§ **WHAT THIS TASK INVOLVES**
Each line below that includes the word "shorts" adds one to the count; give that count and nothing else.

Collected data entries
**********

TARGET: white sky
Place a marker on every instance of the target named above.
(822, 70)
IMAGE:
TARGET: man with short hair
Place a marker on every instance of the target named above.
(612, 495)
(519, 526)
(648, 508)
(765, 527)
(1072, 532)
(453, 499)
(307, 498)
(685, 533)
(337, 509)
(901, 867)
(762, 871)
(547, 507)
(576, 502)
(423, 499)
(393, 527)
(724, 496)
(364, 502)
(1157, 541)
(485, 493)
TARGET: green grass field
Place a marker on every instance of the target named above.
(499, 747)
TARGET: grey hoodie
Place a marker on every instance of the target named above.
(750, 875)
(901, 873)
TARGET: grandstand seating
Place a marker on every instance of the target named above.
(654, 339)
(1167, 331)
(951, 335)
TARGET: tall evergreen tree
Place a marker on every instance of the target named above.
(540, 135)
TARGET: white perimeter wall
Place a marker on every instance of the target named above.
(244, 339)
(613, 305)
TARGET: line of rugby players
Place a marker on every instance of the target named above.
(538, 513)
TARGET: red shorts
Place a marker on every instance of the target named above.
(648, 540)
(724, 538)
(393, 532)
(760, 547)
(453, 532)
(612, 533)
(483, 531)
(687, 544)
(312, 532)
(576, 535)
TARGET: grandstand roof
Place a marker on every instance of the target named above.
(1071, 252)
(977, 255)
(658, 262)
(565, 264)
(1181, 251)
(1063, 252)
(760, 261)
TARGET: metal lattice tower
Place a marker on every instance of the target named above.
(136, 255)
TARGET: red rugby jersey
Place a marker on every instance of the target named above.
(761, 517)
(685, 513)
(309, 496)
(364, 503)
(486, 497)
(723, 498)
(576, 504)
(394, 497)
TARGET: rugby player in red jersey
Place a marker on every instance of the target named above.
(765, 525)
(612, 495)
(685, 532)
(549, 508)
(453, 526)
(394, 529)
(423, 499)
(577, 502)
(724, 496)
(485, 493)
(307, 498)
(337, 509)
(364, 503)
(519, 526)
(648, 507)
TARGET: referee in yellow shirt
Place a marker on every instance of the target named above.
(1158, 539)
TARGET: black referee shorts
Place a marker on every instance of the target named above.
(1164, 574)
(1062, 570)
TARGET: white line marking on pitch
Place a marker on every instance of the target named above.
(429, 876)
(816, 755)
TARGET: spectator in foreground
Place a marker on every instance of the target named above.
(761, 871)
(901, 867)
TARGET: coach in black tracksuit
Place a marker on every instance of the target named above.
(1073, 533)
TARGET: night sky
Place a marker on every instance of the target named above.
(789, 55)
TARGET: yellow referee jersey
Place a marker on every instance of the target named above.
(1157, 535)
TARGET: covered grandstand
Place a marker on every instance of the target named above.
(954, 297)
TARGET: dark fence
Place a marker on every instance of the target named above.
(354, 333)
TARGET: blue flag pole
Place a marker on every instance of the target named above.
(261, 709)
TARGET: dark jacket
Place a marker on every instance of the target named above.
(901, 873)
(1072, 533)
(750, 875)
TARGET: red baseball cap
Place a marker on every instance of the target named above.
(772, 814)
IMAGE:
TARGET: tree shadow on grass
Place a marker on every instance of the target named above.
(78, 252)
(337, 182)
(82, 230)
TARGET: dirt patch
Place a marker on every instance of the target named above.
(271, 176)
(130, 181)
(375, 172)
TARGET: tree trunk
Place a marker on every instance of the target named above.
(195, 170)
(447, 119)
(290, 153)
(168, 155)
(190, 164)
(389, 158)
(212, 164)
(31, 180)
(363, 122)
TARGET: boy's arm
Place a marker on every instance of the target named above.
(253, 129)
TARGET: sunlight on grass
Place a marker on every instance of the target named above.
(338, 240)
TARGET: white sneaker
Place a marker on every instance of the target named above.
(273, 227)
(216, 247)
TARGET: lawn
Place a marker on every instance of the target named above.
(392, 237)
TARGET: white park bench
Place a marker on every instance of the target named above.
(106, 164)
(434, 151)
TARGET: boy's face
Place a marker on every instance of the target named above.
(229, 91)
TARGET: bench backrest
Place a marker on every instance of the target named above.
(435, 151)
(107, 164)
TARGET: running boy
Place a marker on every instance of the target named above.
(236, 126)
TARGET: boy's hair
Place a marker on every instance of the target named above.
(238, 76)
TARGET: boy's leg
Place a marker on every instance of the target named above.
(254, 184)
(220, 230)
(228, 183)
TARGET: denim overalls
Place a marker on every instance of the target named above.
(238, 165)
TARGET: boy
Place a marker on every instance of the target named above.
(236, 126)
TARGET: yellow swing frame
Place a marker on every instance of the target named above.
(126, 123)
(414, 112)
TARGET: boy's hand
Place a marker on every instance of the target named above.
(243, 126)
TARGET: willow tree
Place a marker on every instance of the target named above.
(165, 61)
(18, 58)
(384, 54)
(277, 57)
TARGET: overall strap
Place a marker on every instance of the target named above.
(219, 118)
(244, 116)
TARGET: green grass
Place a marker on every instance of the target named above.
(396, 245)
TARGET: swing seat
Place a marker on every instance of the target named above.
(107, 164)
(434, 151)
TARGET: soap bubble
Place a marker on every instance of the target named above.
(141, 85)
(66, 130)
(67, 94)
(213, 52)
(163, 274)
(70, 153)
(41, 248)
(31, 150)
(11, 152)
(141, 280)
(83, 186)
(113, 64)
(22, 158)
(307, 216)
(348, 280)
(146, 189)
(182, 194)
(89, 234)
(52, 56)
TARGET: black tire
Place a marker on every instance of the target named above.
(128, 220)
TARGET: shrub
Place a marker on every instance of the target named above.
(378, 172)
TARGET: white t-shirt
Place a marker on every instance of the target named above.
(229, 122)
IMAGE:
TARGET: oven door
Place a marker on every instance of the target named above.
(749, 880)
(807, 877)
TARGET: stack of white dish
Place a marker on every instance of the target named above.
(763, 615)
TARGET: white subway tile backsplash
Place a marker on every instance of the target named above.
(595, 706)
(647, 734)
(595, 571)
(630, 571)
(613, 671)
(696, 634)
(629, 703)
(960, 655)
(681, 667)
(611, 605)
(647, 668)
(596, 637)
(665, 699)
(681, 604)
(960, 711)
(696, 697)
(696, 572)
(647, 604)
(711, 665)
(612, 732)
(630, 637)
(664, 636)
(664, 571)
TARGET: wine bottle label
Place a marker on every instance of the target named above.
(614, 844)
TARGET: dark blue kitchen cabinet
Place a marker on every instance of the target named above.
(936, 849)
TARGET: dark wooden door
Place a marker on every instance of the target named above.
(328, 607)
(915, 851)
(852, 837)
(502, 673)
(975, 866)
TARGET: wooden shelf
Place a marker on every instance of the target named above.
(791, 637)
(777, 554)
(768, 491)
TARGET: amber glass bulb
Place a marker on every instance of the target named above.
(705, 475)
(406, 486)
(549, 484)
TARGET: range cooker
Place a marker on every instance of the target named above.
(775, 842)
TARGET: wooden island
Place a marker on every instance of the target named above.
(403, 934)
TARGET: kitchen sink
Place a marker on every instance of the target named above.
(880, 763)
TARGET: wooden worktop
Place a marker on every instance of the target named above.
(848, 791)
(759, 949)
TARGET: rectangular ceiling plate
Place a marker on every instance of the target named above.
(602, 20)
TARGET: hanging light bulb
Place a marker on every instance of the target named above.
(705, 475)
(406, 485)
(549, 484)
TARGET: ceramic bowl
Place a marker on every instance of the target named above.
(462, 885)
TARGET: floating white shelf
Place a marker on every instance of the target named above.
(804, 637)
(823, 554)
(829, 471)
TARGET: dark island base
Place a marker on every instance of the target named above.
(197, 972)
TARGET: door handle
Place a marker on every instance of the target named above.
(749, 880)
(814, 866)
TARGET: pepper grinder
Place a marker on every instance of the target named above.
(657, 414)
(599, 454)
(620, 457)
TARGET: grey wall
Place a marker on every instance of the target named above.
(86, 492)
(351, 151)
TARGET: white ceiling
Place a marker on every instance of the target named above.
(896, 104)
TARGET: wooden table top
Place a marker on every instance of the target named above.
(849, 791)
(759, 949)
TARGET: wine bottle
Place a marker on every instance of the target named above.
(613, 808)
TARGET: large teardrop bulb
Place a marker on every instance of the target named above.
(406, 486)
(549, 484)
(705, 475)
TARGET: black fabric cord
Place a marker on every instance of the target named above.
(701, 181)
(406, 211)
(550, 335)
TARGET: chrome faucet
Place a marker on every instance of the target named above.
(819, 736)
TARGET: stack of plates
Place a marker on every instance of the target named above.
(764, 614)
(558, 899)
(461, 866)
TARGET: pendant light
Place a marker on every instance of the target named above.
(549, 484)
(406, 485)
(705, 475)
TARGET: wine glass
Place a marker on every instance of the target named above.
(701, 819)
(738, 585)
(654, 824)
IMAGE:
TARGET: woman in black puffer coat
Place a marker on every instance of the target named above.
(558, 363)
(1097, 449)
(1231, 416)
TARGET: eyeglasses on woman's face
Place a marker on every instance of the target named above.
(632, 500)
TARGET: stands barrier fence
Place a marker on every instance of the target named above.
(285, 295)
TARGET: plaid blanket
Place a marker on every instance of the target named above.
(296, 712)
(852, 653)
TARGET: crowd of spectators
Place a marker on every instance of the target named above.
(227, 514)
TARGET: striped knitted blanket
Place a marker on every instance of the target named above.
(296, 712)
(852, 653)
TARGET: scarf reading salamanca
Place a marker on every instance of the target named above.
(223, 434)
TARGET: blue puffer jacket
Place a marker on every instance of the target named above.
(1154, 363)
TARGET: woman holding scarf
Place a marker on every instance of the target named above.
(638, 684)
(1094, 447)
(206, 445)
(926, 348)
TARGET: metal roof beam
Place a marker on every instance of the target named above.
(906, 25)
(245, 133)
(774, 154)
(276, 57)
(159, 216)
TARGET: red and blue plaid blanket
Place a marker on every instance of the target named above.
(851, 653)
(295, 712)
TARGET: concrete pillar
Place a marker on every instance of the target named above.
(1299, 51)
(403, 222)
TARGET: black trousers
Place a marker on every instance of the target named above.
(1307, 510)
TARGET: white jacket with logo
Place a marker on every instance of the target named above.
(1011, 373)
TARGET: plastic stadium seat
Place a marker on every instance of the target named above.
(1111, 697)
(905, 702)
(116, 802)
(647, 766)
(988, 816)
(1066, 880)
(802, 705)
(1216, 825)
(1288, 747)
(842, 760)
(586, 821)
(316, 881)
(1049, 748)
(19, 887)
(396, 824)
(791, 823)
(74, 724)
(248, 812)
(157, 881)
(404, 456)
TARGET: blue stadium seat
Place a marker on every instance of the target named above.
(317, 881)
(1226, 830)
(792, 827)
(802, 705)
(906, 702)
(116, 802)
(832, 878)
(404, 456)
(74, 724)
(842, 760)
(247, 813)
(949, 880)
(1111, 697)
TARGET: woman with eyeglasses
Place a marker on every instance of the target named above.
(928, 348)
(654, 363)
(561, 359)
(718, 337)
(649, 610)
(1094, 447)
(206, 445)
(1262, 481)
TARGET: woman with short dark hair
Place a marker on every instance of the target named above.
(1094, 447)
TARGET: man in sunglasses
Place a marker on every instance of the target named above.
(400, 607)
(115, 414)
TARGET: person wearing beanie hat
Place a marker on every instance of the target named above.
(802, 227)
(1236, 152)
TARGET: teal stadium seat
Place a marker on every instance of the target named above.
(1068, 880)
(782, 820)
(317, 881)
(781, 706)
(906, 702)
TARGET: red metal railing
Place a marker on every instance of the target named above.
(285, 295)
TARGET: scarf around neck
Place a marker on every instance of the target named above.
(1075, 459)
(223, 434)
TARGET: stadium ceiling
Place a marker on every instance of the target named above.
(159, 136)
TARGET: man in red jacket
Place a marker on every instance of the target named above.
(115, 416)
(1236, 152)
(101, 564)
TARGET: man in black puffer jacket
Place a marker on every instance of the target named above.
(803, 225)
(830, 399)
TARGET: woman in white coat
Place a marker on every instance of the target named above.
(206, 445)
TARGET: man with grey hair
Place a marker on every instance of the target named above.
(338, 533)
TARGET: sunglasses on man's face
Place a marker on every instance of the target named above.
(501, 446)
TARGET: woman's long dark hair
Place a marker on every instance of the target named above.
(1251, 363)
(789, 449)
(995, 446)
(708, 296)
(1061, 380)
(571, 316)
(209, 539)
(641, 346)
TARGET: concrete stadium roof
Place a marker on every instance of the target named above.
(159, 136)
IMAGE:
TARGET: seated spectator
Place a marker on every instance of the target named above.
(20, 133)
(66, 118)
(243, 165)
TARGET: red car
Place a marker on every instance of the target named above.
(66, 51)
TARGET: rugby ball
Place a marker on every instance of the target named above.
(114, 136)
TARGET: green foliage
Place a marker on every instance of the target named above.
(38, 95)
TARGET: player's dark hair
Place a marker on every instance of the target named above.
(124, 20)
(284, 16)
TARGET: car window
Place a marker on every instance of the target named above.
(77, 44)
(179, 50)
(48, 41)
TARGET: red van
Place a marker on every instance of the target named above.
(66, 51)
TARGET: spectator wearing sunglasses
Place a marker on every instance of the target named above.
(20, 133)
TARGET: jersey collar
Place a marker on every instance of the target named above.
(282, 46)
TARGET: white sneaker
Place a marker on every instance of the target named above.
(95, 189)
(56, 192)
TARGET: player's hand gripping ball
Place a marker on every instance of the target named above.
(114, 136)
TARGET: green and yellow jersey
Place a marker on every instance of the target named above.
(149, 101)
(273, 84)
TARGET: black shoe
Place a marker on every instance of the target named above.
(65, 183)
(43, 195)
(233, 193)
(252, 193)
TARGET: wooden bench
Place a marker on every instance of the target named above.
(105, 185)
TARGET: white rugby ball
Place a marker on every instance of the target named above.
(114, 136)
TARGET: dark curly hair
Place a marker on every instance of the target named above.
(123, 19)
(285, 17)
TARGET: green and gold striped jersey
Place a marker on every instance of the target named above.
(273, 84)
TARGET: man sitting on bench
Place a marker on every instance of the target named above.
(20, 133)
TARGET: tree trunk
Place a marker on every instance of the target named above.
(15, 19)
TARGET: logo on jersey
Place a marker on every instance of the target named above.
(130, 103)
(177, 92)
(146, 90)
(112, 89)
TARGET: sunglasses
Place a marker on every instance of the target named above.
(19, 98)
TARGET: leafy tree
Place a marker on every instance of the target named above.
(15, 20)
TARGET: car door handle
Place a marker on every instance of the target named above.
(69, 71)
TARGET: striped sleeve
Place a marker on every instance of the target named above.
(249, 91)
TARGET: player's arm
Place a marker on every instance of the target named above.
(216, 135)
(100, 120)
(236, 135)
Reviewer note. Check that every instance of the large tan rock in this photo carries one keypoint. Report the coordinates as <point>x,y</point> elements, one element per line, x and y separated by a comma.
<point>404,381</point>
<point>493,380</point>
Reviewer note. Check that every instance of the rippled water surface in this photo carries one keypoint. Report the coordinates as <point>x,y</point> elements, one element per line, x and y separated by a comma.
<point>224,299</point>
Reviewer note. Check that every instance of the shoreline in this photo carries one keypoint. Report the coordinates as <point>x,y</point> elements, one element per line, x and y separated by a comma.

**********

§ **OUTPUT OF THE TASK**
2